>>>
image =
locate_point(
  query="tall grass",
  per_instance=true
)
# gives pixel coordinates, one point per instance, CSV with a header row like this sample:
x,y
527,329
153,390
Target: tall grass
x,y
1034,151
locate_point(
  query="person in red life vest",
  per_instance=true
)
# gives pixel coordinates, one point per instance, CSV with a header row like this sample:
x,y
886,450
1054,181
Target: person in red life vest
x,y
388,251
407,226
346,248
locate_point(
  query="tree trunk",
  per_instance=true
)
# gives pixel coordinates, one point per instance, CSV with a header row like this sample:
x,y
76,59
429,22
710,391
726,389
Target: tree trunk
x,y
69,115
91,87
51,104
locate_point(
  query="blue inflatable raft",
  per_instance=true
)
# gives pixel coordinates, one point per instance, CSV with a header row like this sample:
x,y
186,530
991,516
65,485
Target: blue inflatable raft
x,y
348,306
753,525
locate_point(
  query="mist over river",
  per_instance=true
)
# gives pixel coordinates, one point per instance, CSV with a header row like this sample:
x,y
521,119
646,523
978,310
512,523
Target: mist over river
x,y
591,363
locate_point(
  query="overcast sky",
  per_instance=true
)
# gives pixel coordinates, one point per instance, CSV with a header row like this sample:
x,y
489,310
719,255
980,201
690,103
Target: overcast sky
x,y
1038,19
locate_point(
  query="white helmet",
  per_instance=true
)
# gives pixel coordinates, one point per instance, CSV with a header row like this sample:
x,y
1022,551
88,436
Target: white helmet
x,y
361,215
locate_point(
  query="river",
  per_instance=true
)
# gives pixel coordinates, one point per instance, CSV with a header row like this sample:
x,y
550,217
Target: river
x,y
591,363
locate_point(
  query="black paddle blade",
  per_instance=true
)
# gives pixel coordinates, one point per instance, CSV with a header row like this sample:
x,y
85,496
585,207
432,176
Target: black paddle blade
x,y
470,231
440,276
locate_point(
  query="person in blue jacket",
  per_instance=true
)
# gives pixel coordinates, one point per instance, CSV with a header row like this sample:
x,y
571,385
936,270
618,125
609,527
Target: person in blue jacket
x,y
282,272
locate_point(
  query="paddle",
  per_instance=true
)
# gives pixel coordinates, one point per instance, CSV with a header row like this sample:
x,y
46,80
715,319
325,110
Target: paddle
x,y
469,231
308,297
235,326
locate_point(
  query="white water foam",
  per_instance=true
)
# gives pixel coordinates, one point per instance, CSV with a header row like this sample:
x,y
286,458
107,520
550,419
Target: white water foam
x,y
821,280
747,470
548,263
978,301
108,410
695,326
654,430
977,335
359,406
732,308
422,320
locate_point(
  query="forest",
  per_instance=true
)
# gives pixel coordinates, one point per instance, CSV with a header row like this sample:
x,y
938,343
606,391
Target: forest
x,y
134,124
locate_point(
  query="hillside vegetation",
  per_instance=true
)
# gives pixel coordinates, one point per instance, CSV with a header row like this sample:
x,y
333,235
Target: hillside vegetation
<<<
>>>
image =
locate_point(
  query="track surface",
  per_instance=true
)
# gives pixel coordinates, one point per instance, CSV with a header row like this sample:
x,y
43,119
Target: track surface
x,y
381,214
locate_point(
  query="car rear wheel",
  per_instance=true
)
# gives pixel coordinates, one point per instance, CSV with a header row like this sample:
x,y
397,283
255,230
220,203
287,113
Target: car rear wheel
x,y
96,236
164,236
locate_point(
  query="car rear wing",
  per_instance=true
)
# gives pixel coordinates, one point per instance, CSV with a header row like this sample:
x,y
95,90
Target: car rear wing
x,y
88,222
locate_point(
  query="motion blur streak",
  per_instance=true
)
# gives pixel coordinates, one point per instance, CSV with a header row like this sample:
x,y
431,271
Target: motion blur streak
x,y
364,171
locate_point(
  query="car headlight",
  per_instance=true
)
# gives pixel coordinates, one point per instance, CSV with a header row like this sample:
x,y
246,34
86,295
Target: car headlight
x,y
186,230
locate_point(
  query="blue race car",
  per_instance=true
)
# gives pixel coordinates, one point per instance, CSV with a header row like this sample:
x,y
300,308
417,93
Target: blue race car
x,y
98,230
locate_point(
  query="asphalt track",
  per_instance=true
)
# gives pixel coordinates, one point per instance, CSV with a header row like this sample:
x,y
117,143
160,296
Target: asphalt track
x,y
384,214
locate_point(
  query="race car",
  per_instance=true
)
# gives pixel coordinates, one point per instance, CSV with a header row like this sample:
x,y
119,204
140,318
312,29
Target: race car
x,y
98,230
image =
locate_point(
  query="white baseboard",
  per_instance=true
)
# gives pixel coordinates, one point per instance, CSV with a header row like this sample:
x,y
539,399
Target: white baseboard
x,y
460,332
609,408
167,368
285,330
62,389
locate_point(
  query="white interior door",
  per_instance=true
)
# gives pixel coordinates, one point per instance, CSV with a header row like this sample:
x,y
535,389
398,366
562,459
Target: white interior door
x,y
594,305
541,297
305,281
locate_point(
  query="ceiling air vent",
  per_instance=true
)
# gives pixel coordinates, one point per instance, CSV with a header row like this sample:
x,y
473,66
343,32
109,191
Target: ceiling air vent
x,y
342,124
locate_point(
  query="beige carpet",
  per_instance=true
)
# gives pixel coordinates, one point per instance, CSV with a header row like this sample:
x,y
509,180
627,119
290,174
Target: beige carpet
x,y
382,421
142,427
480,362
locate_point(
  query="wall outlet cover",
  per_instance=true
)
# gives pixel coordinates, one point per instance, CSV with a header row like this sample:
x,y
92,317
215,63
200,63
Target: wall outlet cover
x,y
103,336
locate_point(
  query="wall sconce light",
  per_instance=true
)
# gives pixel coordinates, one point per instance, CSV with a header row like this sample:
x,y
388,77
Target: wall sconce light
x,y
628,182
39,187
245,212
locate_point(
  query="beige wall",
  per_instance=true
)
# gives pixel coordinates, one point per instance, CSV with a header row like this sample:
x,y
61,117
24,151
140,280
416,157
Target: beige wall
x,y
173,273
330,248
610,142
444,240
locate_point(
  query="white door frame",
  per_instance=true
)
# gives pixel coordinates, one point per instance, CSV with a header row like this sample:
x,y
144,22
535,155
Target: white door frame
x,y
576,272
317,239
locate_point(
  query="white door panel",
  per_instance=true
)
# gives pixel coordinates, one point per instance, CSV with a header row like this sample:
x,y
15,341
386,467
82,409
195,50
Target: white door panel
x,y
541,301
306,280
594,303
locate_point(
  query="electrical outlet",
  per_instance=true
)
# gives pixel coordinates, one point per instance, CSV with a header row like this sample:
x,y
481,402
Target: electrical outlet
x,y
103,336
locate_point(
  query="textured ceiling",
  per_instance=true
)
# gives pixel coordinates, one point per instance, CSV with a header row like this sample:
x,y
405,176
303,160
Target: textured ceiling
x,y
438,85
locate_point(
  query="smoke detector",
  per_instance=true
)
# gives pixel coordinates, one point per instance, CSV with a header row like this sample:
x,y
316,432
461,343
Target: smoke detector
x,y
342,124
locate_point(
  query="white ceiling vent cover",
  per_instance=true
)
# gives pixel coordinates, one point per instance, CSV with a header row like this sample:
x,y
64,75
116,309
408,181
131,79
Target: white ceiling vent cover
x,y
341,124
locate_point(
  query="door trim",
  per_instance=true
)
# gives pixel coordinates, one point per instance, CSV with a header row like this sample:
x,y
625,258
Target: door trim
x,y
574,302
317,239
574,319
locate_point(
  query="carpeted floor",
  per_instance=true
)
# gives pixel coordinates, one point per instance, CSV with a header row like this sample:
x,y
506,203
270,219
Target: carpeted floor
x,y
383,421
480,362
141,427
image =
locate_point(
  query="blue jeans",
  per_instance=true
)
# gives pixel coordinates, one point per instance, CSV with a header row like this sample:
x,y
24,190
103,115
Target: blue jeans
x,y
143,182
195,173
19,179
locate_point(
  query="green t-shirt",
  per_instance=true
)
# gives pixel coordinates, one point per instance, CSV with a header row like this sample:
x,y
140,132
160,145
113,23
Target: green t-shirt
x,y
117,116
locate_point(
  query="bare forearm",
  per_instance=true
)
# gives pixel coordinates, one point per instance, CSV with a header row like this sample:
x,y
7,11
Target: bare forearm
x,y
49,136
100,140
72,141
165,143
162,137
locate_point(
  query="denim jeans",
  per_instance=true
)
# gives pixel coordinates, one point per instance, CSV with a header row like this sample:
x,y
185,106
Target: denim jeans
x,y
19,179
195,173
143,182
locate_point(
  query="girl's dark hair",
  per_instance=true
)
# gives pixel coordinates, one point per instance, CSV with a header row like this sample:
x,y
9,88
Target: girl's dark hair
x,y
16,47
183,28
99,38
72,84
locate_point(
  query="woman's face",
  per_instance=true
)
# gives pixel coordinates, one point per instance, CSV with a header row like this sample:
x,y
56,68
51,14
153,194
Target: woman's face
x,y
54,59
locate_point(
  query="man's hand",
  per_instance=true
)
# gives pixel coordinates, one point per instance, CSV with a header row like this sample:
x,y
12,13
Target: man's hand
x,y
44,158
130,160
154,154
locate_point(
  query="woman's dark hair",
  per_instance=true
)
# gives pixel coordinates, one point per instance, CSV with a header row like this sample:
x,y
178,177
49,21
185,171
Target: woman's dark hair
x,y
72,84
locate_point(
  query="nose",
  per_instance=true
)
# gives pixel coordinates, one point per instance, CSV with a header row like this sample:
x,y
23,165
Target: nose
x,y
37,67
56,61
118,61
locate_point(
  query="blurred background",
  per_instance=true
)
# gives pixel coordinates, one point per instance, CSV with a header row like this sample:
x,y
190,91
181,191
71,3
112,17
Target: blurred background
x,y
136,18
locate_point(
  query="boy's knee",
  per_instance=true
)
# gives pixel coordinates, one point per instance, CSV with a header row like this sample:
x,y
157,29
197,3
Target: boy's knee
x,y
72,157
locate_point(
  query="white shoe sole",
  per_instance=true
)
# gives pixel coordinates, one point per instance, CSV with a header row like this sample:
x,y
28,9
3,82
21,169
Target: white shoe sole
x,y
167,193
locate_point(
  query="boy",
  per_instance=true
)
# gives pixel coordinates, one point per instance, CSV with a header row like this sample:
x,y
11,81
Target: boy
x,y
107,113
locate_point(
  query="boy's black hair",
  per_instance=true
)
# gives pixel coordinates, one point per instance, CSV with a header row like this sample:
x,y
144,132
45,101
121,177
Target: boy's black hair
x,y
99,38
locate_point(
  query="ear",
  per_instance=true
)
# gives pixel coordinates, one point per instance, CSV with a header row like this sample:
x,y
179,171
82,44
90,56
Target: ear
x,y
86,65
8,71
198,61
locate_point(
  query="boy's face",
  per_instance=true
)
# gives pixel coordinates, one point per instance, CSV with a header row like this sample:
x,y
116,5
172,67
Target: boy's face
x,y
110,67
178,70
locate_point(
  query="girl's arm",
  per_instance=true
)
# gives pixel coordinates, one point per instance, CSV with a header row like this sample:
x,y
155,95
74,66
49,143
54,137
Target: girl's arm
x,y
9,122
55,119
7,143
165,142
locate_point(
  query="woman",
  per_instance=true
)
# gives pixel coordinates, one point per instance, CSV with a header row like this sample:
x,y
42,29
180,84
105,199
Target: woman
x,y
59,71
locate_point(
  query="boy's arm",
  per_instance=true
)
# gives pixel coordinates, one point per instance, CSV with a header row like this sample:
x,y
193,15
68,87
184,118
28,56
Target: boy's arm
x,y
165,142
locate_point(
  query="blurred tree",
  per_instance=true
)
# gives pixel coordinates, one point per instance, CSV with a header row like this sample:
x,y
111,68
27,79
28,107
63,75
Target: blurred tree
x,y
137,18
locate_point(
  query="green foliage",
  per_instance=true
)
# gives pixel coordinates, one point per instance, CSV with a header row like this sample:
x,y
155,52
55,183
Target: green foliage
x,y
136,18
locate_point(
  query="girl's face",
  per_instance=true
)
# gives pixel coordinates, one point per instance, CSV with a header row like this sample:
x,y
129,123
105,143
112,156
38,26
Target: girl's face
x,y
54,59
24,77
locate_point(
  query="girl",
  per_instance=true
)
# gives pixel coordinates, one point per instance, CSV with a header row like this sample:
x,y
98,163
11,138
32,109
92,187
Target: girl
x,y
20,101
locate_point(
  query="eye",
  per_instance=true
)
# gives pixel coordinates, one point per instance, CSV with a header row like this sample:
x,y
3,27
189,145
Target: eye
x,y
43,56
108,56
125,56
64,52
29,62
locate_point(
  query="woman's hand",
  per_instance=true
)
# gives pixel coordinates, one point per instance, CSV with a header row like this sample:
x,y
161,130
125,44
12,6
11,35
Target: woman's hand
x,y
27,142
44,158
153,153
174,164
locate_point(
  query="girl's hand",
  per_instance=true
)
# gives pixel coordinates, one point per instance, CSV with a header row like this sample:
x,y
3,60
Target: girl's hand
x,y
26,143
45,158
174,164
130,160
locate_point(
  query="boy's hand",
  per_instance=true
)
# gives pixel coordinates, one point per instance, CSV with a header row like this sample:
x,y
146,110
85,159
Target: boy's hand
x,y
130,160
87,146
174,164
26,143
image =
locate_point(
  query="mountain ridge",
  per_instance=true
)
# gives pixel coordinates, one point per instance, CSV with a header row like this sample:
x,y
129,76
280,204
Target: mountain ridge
<<<
:: Exercise ::
Whenever the word "vegetation" appears in a line above, copy that line.

:: Response to this exercise ::
  query="hillside vegetation",
Target: hillside vegetation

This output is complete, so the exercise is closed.